DIRECTIONS
List every line in the entries below that contains the word "retriever".
◆ ◆ ◆ ◆
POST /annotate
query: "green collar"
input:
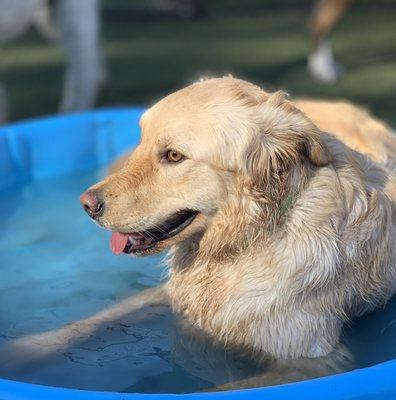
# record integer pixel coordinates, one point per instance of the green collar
(287, 203)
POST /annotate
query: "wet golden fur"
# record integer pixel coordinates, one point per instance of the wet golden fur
(296, 230)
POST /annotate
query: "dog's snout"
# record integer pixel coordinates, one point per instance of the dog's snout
(93, 203)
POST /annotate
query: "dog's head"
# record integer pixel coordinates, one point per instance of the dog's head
(197, 146)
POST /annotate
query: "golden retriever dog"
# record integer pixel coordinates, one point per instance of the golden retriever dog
(279, 216)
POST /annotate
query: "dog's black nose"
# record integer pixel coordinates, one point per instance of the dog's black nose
(93, 203)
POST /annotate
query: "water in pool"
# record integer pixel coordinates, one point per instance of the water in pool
(56, 268)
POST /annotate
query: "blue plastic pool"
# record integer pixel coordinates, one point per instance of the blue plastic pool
(42, 150)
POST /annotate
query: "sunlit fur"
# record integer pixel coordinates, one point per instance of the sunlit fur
(296, 230)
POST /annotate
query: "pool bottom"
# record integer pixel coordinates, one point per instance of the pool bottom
(57, 268)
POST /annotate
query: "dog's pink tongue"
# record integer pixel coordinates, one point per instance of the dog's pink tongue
(118, 242)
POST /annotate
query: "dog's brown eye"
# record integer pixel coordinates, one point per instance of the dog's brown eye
(173, 156)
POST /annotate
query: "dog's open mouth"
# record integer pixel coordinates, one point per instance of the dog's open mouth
(136, 242)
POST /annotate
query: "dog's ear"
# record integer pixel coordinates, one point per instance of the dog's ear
(284, 135)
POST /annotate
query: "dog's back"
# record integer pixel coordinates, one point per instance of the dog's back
(355, 127)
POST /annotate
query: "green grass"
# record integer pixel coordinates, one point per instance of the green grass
(148, 59)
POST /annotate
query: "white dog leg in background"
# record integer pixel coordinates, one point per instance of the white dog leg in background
(321, 64)
(79, 24)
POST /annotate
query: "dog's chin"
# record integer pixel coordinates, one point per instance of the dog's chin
(173, 230)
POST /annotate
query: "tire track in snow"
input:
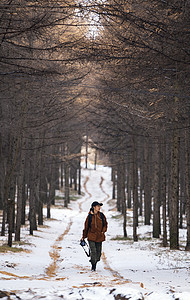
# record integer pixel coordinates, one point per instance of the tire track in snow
(86, 190)
(54, 253)
(118, 278)
(101, 187)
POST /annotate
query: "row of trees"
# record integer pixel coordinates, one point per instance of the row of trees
(141, 110)
(127, 84)
(40, 109)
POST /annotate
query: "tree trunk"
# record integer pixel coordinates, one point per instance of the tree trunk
(123, 196)
(135, 190)
(119, 200)
(163, 189)
(147, 183)
(187, 181)
(79, 176)
(10, 206)
(66, 167)
(174, 194)
(114, 182)
(156, 187)
(20, 182)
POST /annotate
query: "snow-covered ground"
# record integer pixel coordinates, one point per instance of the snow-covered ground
(56, 266)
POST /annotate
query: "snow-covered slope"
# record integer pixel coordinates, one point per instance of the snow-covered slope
(56, 266)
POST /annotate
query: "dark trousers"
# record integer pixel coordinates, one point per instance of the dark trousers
(95, 251)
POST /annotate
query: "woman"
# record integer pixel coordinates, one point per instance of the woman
(94, 230)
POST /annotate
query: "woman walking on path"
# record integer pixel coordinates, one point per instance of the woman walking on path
(94, 230)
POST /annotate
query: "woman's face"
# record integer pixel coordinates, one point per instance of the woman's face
(96, 208)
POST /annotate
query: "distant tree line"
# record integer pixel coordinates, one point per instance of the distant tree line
(142, 110)
(40, 110)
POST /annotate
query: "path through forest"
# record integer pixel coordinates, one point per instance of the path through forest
(55, 265)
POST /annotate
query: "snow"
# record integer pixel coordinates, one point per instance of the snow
(57, 267)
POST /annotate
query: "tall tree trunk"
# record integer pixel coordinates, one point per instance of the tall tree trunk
(147, 183)
(156, 187)
(135, 190)
(66, 165)
(187, 181)
(163, 189)
(174, 193)
(114, 182)
(123, 196)
(79, 176)
(119, 200)
(20, 182)
(10, 206)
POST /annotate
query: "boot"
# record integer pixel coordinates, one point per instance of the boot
(93, 267)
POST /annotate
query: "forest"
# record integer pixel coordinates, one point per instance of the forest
(112, 75)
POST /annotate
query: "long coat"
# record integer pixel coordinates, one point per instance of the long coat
(97, 231)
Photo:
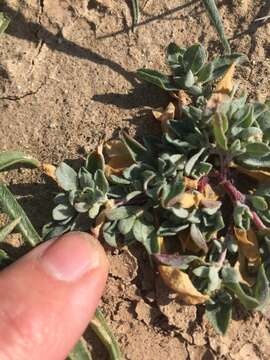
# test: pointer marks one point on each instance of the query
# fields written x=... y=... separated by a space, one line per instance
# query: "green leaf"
x=80 y=351
x=156 y=78
x=231 y=282
x=220 y=126
x=262 y=290
x=94 y=210
x=11 y=207
x=198 y=238
x=7 y=229
x=66 y=177
x=125 y=225
x=219 y=312
x=192 y=161
x=101 y=181
x=206 y=73
x=121 y=212
x=4 y=21
x=10 y=158
x=217 y=22
x=189 y=79
x=143 y=232
x=85 y=178
x=258 y=202
x=110 y=233
x=257 y=149
x=221 y=64
x=62 y=212
x=178 y=261
x=171 y=191
x=95 y=161
x=194 y=58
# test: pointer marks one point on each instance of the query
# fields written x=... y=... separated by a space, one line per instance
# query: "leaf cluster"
x=197 y=196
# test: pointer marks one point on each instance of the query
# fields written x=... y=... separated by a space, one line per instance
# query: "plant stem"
x=12 y=208
x=257 y=221
x=101 y=328
x=237 y=196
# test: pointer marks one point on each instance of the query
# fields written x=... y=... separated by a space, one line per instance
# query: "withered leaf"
x=248 y=245
x=164 y=115
x=180 y=282
x=222 y=91
x=49 y=170
x=118 y=155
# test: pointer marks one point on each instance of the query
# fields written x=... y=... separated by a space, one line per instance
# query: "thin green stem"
x=13 y=209
x=102 y=330
x=213 y=13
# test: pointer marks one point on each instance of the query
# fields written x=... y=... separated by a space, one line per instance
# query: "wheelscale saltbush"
x=197 y=197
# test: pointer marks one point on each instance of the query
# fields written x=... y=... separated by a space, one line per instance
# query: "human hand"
x=48 y=297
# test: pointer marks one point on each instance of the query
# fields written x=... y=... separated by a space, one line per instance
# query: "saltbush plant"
x=196 y=197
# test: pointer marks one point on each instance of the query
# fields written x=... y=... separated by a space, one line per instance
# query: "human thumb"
x=49 y=296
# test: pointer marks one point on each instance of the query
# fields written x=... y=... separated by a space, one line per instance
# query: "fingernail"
x=71 y=256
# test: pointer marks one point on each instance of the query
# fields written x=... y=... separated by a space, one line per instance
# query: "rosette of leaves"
x=152 y=199
x=192 y=196
x=190 y=70
x=84 y=192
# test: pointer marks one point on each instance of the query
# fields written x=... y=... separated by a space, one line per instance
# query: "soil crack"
x=29 y=93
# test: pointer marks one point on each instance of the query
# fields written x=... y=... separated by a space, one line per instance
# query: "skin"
x=49 y=296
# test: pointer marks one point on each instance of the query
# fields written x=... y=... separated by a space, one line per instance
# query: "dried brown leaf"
x=190 y=183
x=118 y=157
x=209 y=193
x=222 y=91
x=180 y=282
x=248 y=246
x=186 y=200
x=164 y=115
x=49 y=170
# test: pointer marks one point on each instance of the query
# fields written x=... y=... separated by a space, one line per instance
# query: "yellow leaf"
x=118 y=157
x=222 y=91
x=164 y=115
x=190 y=183
x=186 y=200
x=248 y=245
x=209 y=193
x=180 y=282
x=49 y=170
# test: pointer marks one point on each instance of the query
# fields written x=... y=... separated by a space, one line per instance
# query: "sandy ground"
x=66 y=83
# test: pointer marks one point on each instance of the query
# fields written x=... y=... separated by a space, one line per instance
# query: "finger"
x=49 y=296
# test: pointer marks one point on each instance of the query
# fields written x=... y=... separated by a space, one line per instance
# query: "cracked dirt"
x=66 y=83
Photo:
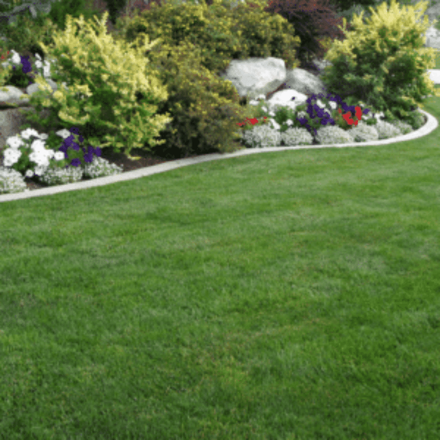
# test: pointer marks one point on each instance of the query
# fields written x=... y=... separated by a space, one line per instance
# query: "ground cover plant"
x=284 y=295
x=287 y=128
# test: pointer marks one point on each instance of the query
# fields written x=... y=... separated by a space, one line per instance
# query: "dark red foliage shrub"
x=312 y=20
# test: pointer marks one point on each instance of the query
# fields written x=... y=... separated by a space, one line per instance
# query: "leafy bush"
x=205 y=109
x=383 y=63
x=75 y=8
x=312 y=20
x=221 y=33
x=25 y=35
x=112 y=77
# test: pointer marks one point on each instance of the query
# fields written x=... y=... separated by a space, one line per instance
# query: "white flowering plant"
x=328 y=112
x=27 y=155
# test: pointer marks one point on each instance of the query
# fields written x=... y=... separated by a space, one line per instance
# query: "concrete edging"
x=426 y=129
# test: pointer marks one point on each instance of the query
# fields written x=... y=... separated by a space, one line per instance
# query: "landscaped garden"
x=282 y=295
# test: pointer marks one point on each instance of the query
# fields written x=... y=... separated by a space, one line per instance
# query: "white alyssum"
x=296 y=136
x=12 y=180
x=331 y=134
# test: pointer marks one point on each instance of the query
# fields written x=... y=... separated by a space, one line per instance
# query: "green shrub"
x=61 y=9
x=383 y=63
x=221 y=33
x=206 y=109
x=24 y=35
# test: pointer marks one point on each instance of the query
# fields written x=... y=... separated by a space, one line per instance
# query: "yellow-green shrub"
x=106 y=79
x=383 y=63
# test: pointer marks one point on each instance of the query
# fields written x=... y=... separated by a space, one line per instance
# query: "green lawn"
x=289 y=295
x=282 y=295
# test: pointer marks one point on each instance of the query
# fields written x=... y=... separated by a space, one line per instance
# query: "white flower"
x=331 y=134
x=11 y=181
x=363 y=132
x=296 y=136
x=262 y=136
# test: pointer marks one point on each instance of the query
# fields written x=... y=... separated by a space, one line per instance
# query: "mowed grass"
x=281 y=295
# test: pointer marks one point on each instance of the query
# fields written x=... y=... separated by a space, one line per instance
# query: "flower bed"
x=52 y=161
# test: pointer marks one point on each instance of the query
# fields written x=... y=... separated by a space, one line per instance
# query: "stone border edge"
x=429 y=127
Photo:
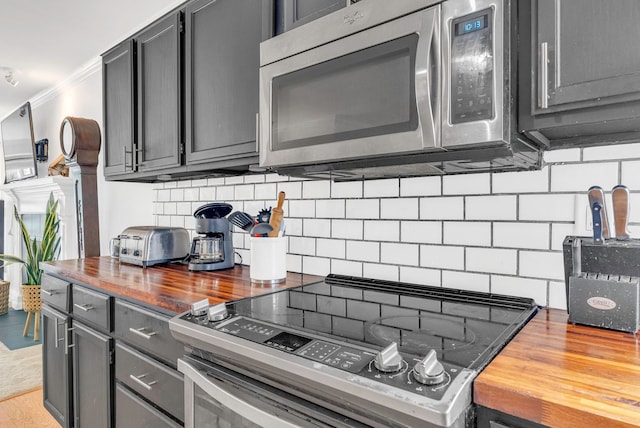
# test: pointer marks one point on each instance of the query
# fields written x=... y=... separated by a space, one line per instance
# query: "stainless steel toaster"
x=150 y=245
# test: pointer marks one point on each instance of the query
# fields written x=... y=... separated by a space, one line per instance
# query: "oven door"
x=344 y=99
x=216 y=397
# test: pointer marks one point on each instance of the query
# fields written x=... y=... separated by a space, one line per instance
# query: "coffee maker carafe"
x=212 y=250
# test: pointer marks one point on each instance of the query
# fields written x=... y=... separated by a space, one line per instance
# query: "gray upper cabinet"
x=293 y=13
x=118 y=80
x=222 y=49
x=159 y=102
x=583 y=74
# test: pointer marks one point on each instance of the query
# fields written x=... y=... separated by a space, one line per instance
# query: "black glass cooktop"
x=464 y=328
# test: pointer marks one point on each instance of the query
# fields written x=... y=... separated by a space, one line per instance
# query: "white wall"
x=120 y=204
x=498 y=233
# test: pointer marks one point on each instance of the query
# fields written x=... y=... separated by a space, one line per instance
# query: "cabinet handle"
x=139 y=332
x=543 y=85
x=86 y=307
x=147 y=386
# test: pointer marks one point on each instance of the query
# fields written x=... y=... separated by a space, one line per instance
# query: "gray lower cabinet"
x=56 y=365
x=584 y=80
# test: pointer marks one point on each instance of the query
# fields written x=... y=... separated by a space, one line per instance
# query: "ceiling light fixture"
x=9 y=76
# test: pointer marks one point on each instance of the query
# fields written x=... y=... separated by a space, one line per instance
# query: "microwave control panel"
x=472 y=64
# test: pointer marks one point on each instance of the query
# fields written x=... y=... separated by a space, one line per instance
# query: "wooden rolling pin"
x=276 y=216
◆ ◆ ◆ ◆
EXERCISE ANSWER
query: "golden retriever dog"
# record integer pixel coordinates, one point per instance of the golden retriever dog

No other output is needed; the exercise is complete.